PROBLEM: Copy out the whole passage about the courtesan Takao word for word, changing nothing.

======== SUPPLIED PASSAGE

By now the regular reader should have noticed three recurring themes in my harlotographies: one of them pertains only to whores of pre-modern times; the second up to at least a century ago (though it is more pronounced in ancient stories); and the third up until the present day.  Taking these in reverse order, they are as follows: the inability of amateurs to simply report biographical facts without embellishing, dramatizing and romanticizing them; the difficulty of ascertaining even numeric biographical details with any certainty; and the confusion of more than one harlot with the same name.  All three principles are highly noticeable in the tale of Takao, a Japanese oiran (courtesan) who lived from 1640 to 1659; the lady in question was one of at least six courtesans (some sources say as high as eleven) with that name, and so is generally designated with the unimaginative moniker “Takao II”.  Very little is known about her with any certainty other than the day of her death, December 5th, 1659; however, that didn’t stop talespinners from turning her story into one of the most popular of kabuki plays.

================
======== SOURCE MATERIAL

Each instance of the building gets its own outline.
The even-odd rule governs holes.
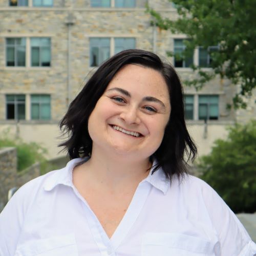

================

RESPONSE FOR THIS EXERCISE:
By now the regular reader should have noticed three recurring themes in my harlotographies: one of them pertains only to whores of pre-modern times; the second up to at least a century ago (though it is more pronounced in ancient stories); and the third up until the present day.  Taking these in reverse order, they are as follows: the inability of amateurs to simply report biographical facts without embellishing, dramatizing and romanticizing them; the difficulty of ascertaining even numeric biographical details with any certainty; and the confusion of more than one harlot with the same name.  All three principles are highly noticeable in the tale of Takao, a Japanese oiran (courtesan) who lived from 1640 to 1659; the lady in question was one of at least six courtesans (some sources say as high as eleven) with that name, and so is generally designated with the unimaginative moniker “Takao II”.  Very little is known about her with any certainty other than the day of her death, December 5th, 1659; however, that didn’t stop talespinners from turning her story into one of the most popular of kabuki plays.